**STATED TASK:**
Answer these questions using the forum thread on Vampire Counts:
1. What do core units rely on to win fights?
2. Which two units does it name as great for protecting flanks?
3. What item do most VC generals use to buff a unit?

**EXCERPT PROVIDED:**
++++++

# Tips for a new Vampire Counts player.



## Cpt. Loken

hey guys I've been thinking about starting a VC army, I was just wondering if anyone's got any advise for me. 

Any help that you guys can give me will be appreciated.


----------



## Ratvan

With your units (core) you will be relying on Combat Resolution to win fights so make sure that your units are big enough to survive several rounds of combat and use your magic to keep them topped up.

Protect your flanks as if one of your units gets flank charged you lose the rank bonus for your combat res (which leads to crumbling) Ghouls and Varghulfs are great for this role plus you have a chance of flank charging your opponant (usually meaning you win on combat res)


----------



## experiment 626

- Always, always, always ensure your general is protected. Fighty generals are still viable, but you should always look to invest in things like ward saves & anti-killing blow stuff before things like killy magic weapons or such!
Most VC generals tend to use a supportive build by sticking to magic and using the WS Hat to buff a unit. This actually lets them stay behind the main fighting line so it's very difficult to get at them!

- Never pay pts for zombies - they're the single worst unit in the entire game... Skaven Slaves and Gnoblars will kick the shit of out 'em!

++++++

Pointing and labeling entries

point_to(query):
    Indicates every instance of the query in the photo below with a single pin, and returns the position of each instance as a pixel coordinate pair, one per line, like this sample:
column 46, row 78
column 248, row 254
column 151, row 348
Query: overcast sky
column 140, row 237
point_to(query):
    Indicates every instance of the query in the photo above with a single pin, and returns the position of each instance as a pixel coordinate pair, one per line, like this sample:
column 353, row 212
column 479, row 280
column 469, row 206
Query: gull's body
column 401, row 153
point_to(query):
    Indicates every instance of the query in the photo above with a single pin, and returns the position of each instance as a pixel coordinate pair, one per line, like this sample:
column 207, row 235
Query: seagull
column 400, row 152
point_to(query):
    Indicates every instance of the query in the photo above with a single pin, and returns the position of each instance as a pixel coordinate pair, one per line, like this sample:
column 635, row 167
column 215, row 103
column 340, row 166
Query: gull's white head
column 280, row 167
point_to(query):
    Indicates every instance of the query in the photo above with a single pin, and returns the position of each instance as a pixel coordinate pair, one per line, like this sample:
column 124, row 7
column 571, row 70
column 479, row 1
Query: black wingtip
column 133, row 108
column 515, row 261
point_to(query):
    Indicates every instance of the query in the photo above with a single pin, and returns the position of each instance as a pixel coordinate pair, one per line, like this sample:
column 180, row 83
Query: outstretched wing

++++++

**ANSWER TO THIS PROBLEM:**
1. Combat Resolution
2. Ghouls and Varghulfs
3. The WS Hat